*** Opening PROVIDED MATERIAL ***
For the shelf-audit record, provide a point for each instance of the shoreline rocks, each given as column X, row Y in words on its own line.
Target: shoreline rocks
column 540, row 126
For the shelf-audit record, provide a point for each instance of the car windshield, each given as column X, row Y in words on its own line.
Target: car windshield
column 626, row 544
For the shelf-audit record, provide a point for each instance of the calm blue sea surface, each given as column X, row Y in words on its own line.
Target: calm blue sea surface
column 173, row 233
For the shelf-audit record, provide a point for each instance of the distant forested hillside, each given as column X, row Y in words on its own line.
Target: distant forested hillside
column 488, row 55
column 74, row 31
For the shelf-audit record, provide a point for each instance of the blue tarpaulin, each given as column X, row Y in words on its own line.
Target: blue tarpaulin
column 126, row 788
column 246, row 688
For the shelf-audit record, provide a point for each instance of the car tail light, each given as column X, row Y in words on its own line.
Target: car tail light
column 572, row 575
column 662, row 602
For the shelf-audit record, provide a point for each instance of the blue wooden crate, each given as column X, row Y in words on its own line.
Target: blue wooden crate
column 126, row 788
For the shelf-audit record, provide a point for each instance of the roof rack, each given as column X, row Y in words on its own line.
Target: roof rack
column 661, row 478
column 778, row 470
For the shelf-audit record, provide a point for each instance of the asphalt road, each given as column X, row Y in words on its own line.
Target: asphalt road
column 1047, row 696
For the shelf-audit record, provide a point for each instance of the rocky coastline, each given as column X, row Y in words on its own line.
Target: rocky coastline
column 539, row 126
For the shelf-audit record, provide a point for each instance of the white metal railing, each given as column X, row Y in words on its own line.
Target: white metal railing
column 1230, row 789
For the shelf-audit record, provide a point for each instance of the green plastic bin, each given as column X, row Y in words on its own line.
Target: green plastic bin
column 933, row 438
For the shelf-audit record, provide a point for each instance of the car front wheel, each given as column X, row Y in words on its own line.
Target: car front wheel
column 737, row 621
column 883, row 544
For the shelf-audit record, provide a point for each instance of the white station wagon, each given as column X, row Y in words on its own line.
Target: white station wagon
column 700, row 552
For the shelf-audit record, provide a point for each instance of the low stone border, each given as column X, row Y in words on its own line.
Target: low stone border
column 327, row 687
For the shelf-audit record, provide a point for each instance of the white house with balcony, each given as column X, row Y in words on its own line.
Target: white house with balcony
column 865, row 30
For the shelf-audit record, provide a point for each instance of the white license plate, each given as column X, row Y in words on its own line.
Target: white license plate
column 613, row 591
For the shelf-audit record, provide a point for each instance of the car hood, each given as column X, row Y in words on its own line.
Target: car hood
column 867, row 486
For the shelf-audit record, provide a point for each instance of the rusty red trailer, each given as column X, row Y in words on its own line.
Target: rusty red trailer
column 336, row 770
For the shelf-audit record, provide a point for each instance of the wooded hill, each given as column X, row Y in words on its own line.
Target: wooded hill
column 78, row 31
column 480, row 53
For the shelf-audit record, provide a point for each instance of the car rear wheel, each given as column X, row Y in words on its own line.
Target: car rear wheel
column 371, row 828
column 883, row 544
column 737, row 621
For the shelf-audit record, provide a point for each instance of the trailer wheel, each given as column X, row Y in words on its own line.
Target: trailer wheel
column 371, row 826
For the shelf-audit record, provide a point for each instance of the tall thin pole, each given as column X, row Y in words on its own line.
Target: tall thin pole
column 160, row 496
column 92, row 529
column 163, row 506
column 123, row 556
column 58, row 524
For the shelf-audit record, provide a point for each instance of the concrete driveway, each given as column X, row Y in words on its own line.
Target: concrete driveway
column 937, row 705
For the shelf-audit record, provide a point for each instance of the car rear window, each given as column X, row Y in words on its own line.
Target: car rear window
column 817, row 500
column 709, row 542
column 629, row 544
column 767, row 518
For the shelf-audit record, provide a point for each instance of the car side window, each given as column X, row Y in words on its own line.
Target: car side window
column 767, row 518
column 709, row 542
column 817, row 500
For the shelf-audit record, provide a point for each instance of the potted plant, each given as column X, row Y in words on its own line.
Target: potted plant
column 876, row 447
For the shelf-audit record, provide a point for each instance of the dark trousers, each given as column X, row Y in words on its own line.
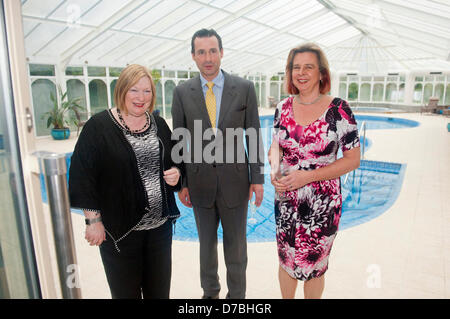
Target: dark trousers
column 234, row 224
column 143, row 267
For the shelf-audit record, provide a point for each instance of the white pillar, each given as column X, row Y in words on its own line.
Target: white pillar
column 409, row 88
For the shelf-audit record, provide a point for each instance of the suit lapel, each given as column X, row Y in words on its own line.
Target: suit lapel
column 199, row 100
column 228, row 94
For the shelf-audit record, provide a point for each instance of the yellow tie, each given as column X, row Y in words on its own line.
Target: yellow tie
column 210, row 100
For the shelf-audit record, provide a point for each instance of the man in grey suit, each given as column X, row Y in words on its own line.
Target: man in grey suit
column 219, row 183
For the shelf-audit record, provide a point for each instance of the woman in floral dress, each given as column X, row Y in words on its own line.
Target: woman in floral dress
column 310, row 127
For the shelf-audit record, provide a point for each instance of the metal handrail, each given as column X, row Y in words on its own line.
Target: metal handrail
column 363, row 131
column 53, row 167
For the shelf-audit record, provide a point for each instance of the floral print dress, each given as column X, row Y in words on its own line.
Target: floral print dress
column 307, row 219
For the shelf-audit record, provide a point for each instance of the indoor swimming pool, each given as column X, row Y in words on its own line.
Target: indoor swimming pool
column 368, row 192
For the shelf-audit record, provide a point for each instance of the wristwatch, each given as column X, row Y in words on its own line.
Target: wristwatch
column 93, row 220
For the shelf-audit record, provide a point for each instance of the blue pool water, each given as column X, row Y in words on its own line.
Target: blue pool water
column 369, row 191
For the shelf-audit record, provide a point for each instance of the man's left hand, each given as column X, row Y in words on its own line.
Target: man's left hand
column 258, row 189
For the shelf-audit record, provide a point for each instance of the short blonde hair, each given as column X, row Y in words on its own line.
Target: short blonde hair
column 129, row 77
column 324, row 69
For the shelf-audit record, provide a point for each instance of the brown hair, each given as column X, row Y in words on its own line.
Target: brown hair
column 324, row 69
column 129, row 77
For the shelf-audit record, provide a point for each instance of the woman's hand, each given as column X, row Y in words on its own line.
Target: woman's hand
column 171, row 176
column 95, row 234
column 274, row 158
column 294, row 180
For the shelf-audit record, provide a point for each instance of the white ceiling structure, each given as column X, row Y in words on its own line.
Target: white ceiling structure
column 358, row 36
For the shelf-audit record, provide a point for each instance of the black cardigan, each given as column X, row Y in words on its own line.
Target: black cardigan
column 104, row 175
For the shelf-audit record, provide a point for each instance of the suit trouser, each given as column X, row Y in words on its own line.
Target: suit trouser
column 234, row 225
column 143, row 267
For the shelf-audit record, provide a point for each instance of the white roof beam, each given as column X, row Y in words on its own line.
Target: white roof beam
column 117, row 16
column 160, row 56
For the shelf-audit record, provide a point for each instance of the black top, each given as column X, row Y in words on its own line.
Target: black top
column 104, row 174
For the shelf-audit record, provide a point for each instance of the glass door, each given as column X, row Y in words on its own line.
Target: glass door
column 18, row 271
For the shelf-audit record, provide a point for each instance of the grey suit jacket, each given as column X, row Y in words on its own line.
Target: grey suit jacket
column 231, row 172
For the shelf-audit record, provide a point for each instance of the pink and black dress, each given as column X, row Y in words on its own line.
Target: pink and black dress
column 307, row 219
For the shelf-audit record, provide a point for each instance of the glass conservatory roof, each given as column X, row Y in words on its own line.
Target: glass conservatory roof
column 358, row 36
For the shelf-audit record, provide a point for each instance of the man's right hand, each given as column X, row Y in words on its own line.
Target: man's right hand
column 183, row 195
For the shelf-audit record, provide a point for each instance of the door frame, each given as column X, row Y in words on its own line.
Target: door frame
column 38, row 219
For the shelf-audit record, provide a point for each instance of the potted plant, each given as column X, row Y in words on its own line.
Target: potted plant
column 60, row 116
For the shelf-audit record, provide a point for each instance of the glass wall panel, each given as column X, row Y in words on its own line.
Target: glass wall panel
column 439, row 92
column 112, row 86
column 98, row 96
column 42, row 69
column 417, row 98
column 75, row 89
column 41, row 90
column 377, row 92
column 275, row 91
column 427, row 92
column 353, row 92
column 401, row 93
column 115, row 71
column 343, row 91
column 257, row 90
column 169, row 86
column 365, row 92
column 263, row 95
column 96, row 71
column 391, row 92
column 447, row 95
column 74, row 70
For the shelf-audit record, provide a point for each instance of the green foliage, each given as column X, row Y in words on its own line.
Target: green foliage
column 59, row 116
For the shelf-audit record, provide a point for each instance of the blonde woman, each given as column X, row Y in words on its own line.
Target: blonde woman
column 122, row 177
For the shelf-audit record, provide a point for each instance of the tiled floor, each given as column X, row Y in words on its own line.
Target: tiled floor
column 404, row 253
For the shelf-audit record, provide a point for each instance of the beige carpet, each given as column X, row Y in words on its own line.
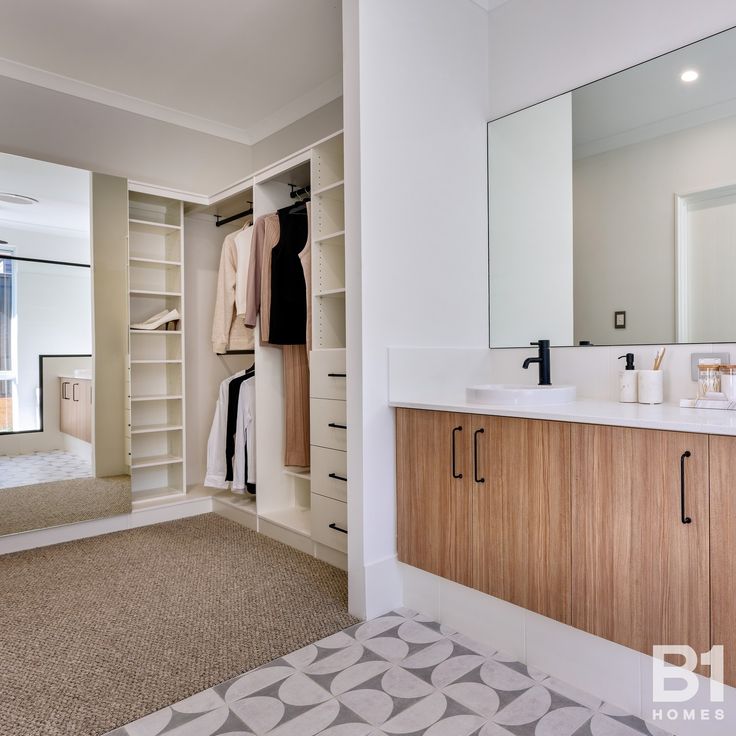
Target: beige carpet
column 98, row 632
column 63, row 502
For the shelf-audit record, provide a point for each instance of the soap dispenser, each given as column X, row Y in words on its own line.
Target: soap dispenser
column 628, row 392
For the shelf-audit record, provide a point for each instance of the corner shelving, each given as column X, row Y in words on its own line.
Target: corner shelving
column 156, row 370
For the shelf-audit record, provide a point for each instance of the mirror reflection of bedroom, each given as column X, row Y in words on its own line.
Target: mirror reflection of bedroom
column 46, row 366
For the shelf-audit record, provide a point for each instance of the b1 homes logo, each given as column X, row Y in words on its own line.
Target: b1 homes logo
column 674, row 686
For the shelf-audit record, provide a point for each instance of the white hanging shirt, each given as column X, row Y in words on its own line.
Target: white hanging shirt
column 245, row 434
column 216, row 453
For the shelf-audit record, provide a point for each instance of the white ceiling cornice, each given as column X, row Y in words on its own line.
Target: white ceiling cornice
column 307, row 103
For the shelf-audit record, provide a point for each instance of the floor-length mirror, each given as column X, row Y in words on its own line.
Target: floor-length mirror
column 47, row 369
*** Closing PROVIDED MATERIAL ***
Restate word for word every line from the one containing "of the corner" through the final line of the listing. Both end lines belong in the answer.

THE COMPLETED TASK:
For the shelf-audit record, provide a point for each instance of the corner shelving, each given as column X, row Y in words on its own line.
Target: corner shelving
column 156, row 370
For the shelf-audit record, provide a point for each instance of the mirror reflection of bedroom, each given as column X, row Y in words on its own line.
Target: mirror reflection of bedroom
column 46, row 366
For the shelf-audit record, provide a point for each instance of the b1 homes logo, each given as column X, row Y in words on its own line.
Target: b1 homes logo
column 674, row 686
For the shelf-audit record, provide a point for each instance of the white hanging shirt, each given as column X, row Y in words on its own line.
Target: white hanging shirt
column 245, row 434
column 216, row 453
For the shelf-audit record, provide a point for each instance of the white ceiling cornice, each given as column X, row Y in words on its own line.
Target: white ceiling cornice
column 307, row 103
For the shelf-audit record, provide a point for each instance of the floor-length mirror, each given as column X, row Y in words on its own line.
Target: floor-length mirror
column 47, row 369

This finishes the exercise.